Selon l’Autorité nationale des élections, sur 67 millions d’électeurs, plus de 39 millions ont voté pour Al-Sissi. La participation aura atteint un taux « sans précédent » de 66,8 %.
La Constitution bidouillée
A la tête d’un pays de plus de 110 millions d’habitants, Abdel-Fattah al-Sissi, le cinquième président issu des rangs de l’armée depuis 1952, était ministre de la Défense en 2012. Il participa au coup d’Etat qui renversa le président islamiste Mohamed Morsi, en juillet 2013. Avant d’être élu président de la République arabe d’Egypte le 28 mai 2014 avec 96 % des voix.
Grâce à une réforme constitutionnelle approuvée par un référendum, mais vivement contestée par l’opposition, il a depuis allongé la durée du mandat présidentiel de quatre à six ans. Puis il a fait modifier la Constitution pour repousser la limite de deux à trois mandats présidentiels consécutifs.
Situation explosive
Mais, il faut bien garder en tête que Al-Sissi a été confortablement élu à deux reprises. Car aux yeux de la majorité de ses concitoyens, il a su imposer un retour au calme en Egypte après le renversement en 2013 de Mohamed Morsi, le président du parti de la liberté et de la justice, formation issue de la confrérie des Frères musulmans.
A savoir que dès le début de son premier mandat en 2014, l’ex-maréchal avait promis de ramener la stabilité, surtout économique. Il effectua à partir de 2016 un ambitieux mais douloureux programme de réformes, avec des dévaluations successives de la monnaie et la diminution des subventions d’Etat.

Extraits de données ::
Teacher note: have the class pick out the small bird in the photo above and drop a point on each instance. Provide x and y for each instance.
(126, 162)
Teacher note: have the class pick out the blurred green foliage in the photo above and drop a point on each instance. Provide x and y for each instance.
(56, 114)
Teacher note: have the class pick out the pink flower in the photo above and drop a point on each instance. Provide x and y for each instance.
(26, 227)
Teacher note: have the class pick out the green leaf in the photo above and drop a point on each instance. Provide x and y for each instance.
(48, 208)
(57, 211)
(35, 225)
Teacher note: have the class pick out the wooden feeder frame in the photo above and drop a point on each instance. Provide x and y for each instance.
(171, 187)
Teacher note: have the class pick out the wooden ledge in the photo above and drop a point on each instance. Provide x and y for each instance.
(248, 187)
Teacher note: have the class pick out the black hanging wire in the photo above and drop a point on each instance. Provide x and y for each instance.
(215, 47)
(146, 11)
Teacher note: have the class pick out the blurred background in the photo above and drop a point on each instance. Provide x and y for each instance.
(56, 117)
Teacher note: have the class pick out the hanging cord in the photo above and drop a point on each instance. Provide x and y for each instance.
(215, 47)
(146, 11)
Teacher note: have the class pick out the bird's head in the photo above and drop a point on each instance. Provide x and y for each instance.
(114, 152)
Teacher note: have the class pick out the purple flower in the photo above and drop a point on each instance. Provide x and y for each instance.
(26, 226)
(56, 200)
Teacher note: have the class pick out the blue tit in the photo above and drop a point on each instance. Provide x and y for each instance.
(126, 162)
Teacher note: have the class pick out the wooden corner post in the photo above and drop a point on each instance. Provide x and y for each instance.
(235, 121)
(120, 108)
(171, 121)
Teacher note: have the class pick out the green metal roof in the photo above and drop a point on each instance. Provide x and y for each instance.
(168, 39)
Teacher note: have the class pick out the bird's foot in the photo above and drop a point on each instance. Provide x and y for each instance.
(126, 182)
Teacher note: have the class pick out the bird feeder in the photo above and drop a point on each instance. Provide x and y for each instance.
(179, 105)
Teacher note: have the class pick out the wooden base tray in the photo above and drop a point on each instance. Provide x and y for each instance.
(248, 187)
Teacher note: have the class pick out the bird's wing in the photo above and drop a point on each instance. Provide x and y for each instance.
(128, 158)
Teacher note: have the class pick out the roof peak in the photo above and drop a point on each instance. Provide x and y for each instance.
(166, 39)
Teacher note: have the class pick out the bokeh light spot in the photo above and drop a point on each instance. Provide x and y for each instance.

Consigne ::
Poursuivez l’extrait sur la présidence d’Al-Sissi à la suite de sa dernière phrase. Les données ci-dessus proviennent d’une autre source que l’extrait sur la présidence d’Al-Sissi.

Résultat obtenu ::
Résultat : la dette qui se multiplie par trois et qui s’élève désormais à environ 150 milliards de dollars; une inflation qui tutoie les 36,4 %; une monnaie qui perd la moitié de sa valeur; les classes moyennes qui se paupérisent et les prix de certains aliments de base qui augmentent pratiquement chaque semaine. Sans oublier les conséquences de la guerre en Ukraine qui ont affecté le pays du Nil, notamment en matière d’achat d’hydrocarbures et de produits alimentaires. Ainsi, deux tiers de la population égyptienne vivent désormais en dessous ou juste au-dessus du seuil de pauvreté.
Et c’est pour ces raisons que l’Egypte se tourne une fois de plus vers le Fonds monétaire international (FMI). Lequel est déjà intervenu à plusieurs reprises, en 2016 avec un programme de 12 milliards de dollars, puis en mai et juin 2020. Ces appels au FMI accroissent mécaniquement la dette externe; l’Egypte étant désormais le deuxième pays le plus endetté auprès du FMI, après l’Argentine.
Besoin financiers et distribution de la population
D’autant plus que l’instance de Bretton Woods impose plus que jamais des conditions draconiennes. En effet, si l’on évalue les besoins de l’Egypte à 30 milliards de dollars pour rester à flot, le FMI n’accepte de négocier que sur 3 milliards de dollars et demande aux Etats arabes du Golfe, en premier lieu l’Arabie saoudite, de tenter de pallier à la situation.
Une situation explosive pour un pays de plus de 110 millions d’individus, possédant un taux de croissance démographique de 2 % par an, avec la perspective d’atteindre 200 millions à la fin du siècle. Tout ce beau monde vit sur 8 % de la surface du territoire national irrigué par le Nil, le reste étant impacté par les effets du réchauffement climatique, particulièrement sensibles dans la région.